Copy every line of the material below that contains the string "item", matching case exactly.

(Collection entries)
########
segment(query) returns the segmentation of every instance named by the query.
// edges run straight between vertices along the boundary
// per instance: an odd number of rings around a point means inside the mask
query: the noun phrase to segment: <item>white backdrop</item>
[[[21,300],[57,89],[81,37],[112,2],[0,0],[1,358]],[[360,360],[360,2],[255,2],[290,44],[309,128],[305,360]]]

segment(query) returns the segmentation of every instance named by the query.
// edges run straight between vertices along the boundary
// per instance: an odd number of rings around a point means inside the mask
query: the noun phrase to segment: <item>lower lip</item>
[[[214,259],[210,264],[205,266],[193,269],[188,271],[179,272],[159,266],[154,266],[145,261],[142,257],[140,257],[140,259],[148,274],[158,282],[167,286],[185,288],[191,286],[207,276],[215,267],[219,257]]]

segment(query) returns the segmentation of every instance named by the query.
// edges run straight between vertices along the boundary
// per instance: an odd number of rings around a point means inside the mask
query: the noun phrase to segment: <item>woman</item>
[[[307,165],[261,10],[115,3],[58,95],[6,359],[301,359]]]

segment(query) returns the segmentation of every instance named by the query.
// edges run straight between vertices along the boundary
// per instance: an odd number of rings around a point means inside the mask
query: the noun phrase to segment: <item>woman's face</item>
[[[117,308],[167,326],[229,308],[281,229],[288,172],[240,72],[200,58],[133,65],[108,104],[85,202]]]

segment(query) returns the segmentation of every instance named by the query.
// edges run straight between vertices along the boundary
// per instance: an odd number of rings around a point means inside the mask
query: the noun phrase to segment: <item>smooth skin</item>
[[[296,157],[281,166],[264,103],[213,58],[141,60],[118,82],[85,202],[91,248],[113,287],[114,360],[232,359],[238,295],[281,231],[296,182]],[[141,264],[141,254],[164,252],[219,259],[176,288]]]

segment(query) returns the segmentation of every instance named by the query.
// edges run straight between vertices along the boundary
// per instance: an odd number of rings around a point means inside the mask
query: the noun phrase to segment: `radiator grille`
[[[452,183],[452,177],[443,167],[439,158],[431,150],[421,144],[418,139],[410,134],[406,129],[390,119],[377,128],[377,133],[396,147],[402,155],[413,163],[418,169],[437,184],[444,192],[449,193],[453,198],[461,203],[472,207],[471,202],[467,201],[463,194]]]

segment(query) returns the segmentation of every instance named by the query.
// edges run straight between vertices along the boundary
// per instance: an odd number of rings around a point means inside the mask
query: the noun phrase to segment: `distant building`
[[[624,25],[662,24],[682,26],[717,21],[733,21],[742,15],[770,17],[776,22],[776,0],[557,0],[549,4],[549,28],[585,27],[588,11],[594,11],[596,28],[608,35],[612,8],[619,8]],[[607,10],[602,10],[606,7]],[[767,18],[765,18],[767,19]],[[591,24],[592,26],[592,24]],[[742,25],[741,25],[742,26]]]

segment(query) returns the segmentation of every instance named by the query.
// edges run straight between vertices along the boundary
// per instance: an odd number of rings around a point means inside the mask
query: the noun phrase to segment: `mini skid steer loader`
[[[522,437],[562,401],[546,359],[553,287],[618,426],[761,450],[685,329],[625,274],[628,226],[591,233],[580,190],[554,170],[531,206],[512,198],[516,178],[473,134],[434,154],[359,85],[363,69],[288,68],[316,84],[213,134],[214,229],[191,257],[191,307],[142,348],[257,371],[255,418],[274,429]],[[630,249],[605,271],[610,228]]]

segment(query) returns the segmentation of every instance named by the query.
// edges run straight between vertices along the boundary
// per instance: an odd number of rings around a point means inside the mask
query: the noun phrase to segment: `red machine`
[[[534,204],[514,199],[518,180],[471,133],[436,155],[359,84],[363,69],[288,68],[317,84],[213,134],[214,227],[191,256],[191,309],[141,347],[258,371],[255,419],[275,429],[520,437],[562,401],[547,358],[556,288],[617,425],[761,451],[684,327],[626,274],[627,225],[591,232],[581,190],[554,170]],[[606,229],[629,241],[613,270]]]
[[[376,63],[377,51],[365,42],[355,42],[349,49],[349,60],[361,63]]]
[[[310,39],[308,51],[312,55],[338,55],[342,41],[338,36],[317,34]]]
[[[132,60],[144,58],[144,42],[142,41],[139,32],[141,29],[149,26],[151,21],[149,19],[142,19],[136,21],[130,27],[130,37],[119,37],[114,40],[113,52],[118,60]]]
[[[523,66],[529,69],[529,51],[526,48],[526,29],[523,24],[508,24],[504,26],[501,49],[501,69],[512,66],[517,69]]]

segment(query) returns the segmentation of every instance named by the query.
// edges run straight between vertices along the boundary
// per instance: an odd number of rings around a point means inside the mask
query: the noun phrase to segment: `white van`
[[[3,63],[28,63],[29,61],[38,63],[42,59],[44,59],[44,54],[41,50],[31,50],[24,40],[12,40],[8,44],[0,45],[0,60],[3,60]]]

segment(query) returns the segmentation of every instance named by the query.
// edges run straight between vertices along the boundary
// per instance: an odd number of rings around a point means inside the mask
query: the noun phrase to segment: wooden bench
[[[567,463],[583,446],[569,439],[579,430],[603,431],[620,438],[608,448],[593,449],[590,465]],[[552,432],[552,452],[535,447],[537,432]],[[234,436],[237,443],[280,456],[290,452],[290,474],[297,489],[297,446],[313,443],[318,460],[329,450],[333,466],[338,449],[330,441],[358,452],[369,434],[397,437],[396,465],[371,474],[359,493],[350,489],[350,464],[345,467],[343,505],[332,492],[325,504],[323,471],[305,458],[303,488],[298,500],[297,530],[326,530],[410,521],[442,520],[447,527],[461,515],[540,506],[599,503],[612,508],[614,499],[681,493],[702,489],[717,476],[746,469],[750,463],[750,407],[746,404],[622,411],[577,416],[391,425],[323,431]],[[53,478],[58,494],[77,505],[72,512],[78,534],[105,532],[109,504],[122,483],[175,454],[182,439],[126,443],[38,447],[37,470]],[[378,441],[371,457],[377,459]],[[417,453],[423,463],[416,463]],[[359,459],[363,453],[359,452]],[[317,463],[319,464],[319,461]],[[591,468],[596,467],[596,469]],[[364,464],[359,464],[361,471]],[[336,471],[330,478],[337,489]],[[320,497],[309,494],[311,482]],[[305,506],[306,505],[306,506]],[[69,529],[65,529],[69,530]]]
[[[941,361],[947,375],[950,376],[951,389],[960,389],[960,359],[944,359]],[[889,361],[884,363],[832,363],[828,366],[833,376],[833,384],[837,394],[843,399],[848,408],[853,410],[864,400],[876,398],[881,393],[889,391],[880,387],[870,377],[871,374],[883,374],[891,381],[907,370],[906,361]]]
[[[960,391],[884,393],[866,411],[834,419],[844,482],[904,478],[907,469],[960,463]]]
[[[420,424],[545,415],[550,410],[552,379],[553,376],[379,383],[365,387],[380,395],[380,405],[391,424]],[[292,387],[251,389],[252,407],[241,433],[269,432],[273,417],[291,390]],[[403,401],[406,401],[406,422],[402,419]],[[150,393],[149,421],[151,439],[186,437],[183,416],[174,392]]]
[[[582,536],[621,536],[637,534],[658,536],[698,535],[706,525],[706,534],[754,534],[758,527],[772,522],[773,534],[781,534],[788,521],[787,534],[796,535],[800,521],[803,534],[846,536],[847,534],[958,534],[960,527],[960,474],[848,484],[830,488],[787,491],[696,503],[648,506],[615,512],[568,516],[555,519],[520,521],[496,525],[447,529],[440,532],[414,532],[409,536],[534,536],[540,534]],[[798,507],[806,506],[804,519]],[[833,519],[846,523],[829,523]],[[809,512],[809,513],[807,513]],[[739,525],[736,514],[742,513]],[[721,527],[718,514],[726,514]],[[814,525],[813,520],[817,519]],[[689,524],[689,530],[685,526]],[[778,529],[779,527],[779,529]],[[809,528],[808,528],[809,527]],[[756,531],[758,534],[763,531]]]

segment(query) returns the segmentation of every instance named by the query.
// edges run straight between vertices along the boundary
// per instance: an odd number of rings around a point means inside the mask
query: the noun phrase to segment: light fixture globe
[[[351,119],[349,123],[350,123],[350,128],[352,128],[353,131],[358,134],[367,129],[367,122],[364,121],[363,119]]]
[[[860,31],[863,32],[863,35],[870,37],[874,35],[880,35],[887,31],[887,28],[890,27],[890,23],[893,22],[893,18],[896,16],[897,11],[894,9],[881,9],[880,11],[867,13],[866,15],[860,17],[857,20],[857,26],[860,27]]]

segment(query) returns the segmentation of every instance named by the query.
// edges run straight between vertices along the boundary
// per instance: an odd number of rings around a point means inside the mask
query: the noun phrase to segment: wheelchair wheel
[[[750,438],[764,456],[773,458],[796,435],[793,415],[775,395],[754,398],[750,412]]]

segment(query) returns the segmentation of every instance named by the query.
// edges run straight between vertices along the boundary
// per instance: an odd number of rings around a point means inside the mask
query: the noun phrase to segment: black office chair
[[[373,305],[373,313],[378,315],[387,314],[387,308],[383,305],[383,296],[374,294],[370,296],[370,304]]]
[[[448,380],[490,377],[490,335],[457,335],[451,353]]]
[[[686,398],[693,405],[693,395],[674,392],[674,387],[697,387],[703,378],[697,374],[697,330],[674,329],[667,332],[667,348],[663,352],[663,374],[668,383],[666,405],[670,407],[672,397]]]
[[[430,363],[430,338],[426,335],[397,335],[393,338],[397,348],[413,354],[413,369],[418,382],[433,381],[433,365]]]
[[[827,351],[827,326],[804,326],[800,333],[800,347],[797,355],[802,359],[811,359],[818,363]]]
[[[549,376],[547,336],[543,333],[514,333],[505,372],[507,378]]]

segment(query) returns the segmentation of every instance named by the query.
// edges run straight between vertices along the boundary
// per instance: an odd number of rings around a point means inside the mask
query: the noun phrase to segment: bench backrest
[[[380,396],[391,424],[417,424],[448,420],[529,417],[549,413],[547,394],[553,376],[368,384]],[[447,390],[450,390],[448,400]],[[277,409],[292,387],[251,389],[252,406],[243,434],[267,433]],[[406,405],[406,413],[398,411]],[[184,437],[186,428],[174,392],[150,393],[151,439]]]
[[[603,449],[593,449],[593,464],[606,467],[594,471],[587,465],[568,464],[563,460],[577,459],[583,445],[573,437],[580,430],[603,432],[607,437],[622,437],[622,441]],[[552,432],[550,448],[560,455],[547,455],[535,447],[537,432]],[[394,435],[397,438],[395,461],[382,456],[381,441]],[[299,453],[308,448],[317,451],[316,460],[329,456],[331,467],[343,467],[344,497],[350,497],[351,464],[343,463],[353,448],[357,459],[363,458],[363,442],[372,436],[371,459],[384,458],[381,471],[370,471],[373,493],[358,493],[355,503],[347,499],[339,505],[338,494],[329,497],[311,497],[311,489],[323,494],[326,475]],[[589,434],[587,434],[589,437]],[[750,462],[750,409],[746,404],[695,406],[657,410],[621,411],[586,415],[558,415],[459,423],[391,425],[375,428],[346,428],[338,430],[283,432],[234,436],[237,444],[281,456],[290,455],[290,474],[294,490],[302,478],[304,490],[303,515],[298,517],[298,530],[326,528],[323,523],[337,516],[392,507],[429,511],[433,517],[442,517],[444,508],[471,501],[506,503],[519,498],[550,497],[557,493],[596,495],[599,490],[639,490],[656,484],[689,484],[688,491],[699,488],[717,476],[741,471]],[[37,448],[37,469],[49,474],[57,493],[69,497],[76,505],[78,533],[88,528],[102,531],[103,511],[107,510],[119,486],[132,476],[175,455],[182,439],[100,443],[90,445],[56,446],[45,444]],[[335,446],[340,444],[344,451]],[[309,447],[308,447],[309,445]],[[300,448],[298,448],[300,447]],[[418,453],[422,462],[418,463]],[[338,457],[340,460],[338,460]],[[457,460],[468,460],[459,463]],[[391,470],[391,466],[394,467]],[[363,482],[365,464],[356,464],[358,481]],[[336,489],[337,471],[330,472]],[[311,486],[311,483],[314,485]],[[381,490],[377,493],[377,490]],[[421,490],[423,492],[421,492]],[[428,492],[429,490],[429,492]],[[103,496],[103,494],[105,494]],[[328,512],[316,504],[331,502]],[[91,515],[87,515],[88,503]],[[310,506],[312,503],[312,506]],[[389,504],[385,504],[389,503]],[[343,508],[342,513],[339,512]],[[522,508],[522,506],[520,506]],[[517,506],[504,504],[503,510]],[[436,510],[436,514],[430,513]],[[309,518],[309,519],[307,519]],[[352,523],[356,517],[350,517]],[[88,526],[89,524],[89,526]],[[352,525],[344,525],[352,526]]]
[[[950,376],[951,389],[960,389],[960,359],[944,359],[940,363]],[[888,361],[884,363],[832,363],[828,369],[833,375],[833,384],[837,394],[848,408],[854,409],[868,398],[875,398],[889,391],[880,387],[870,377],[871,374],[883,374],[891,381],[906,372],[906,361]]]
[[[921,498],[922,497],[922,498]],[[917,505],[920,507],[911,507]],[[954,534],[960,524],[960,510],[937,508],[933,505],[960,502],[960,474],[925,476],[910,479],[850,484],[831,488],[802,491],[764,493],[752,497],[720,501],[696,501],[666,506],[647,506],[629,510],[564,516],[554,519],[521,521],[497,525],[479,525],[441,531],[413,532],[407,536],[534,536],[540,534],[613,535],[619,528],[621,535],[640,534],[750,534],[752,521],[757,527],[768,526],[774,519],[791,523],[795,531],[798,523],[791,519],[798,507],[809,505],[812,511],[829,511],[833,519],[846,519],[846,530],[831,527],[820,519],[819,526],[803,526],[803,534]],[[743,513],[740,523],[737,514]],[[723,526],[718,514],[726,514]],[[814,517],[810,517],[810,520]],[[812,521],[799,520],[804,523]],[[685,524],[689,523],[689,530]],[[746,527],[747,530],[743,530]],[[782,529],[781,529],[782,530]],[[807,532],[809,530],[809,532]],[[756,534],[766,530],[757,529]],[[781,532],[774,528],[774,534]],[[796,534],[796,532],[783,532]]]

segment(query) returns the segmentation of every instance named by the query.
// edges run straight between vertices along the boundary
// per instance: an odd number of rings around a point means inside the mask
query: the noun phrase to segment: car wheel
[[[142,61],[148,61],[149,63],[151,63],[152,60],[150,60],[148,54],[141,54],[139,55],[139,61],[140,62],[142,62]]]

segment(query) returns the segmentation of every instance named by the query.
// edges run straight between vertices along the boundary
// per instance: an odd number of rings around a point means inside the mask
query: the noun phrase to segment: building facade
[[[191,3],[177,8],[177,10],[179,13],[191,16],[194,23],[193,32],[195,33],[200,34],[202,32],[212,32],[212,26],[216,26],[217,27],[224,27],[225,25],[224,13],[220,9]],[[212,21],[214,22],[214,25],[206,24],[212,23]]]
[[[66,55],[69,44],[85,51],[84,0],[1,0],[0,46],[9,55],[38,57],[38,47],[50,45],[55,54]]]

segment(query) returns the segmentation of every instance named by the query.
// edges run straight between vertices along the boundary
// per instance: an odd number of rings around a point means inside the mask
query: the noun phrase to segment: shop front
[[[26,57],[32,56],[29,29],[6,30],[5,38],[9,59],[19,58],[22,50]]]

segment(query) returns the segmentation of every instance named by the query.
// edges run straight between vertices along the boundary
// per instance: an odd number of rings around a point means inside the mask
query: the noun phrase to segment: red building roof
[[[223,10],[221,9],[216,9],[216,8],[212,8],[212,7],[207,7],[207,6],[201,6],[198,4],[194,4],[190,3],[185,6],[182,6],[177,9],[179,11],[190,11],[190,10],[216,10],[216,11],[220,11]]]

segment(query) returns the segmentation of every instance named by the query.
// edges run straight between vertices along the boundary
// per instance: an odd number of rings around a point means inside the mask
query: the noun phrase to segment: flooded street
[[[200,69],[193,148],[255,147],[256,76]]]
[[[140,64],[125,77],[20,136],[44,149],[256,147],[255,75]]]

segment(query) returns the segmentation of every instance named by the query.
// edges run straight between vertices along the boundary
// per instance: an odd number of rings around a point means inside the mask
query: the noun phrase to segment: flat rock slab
########
> _The answer_
query: the noun phrase to segment: <item>white backdrop</item>
query: the noun phrase to segment: <item>lower lip</item>
query: the noun phrase to segment: <item>woman</item>
query: the noun phrase to segment: <item>woman's face</item>
query: the noun phrase to segment: <item>smooth skin</item>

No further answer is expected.